◆ Task description
Return verbatim the line containing "Could you point to every instance of the railway" together with all lines that follow it, through the end of the records.
Records for the task Start Marker
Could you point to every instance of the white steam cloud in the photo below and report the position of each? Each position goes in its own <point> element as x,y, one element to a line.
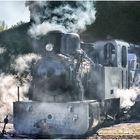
<point>8,94</point>
<point>69,16</point>
<point>128,96</point>
<point>9,83</point>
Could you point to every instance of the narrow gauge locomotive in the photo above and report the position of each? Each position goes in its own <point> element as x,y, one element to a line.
<point>74,86</point>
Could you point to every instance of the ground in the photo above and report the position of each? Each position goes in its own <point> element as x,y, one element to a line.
<point>119,131</point>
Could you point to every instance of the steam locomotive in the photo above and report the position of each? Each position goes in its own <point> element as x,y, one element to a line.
<point>74,86</point>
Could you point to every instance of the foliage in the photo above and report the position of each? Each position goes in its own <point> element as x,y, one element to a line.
<point>3,26</point>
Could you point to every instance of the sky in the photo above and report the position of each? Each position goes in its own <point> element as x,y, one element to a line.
<point>13,11</point>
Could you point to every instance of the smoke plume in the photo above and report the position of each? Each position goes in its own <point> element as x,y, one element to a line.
<point>8,94</point>
<point>68,16</point>
<point>9,83</point>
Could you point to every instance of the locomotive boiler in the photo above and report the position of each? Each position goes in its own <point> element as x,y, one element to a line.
<point>74,86</point>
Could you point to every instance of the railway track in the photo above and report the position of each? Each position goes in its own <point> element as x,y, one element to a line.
<point>130,130</point>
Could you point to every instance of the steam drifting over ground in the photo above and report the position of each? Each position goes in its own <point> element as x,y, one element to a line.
<point>65,16</point>
<point>128,96</point>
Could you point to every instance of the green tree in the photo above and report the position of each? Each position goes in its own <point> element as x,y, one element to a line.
Records for the task End Marker
◆ Output for this exercise
Could you point to every instance of the railway track in the photo above and report the position of each? Each position goes in its own <point> element as x,y, one element to a line.
<point>130,130</point>
Could you point to every instance of the steam drifting over ground in the photo above and report the position of each? Each position goes in its own <point> element as x,y, one element to a line.
<point>65,16</point>
<point>128,96</point>
Could you point to every instance of the green tree in the photo above and report the position of each? Each position goes in its own <point> element as x,y, one element to a line.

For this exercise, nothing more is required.